[THE PROBLEM]: Filter the records below, keeping only lines with the string "black".

★ ★ ★

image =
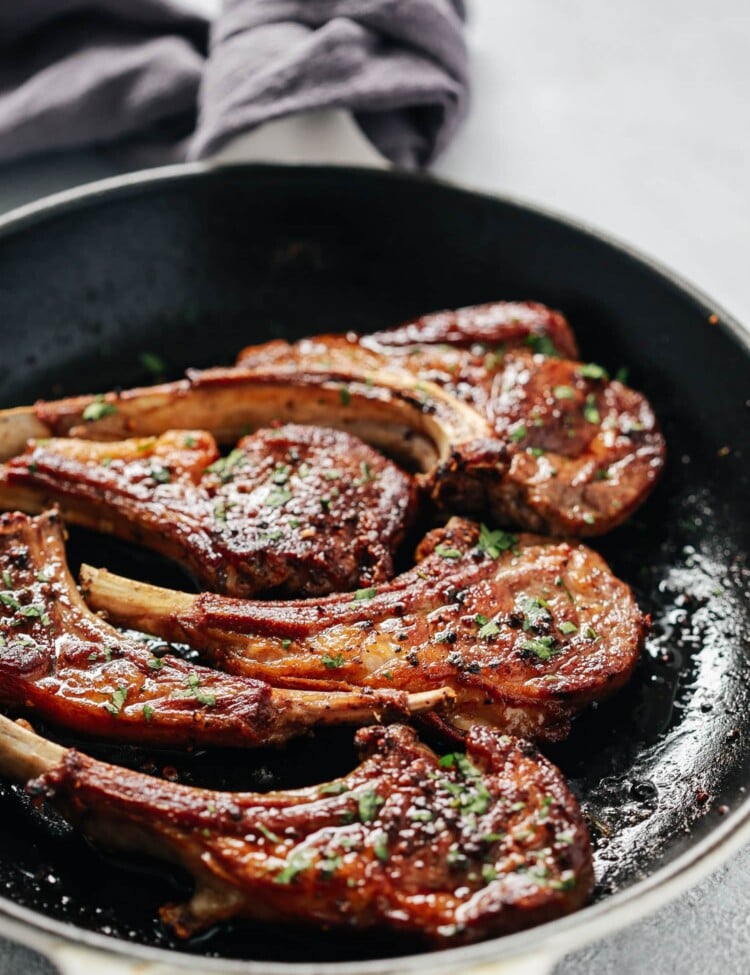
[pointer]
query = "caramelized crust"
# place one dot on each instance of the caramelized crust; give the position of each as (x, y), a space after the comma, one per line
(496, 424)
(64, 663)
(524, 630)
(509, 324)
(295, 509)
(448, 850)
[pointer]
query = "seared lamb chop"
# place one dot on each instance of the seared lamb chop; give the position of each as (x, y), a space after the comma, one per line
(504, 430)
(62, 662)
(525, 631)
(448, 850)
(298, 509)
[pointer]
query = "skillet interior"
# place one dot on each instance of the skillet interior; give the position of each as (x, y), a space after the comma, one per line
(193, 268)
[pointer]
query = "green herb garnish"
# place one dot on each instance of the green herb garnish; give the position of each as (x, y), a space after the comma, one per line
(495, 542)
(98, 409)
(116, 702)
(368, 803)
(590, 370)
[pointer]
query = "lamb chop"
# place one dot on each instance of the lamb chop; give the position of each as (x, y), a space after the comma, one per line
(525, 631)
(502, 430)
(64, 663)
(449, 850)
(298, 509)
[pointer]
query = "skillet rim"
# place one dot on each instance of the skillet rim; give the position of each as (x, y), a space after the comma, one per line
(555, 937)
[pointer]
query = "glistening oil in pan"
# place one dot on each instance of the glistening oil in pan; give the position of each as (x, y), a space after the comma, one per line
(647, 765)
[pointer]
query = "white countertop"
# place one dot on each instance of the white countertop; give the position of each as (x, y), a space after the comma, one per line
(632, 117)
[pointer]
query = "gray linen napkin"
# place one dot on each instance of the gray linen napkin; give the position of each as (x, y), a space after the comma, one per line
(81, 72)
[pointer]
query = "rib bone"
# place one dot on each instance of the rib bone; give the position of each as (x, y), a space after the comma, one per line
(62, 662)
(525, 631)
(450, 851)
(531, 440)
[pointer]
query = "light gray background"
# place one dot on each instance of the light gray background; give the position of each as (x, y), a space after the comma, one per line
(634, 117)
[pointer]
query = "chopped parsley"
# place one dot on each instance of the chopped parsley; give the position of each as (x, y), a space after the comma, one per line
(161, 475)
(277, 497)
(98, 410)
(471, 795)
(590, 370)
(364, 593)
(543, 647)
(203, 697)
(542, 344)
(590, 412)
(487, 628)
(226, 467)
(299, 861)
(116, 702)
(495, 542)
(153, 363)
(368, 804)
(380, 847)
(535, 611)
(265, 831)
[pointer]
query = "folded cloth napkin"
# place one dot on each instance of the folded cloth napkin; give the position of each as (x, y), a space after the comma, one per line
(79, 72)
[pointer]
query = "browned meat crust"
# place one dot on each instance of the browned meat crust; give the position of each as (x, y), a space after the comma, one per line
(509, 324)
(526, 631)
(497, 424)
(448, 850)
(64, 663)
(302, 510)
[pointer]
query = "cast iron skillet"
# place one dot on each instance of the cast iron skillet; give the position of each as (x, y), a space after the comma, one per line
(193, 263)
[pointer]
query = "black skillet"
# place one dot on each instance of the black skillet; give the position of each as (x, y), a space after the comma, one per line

★ ★ ★

[TASK ANSWER]:
query = "black skillet"
# place one dot on each instance of the black skillet; give the position of each as (x, y), a space after the comma, one per line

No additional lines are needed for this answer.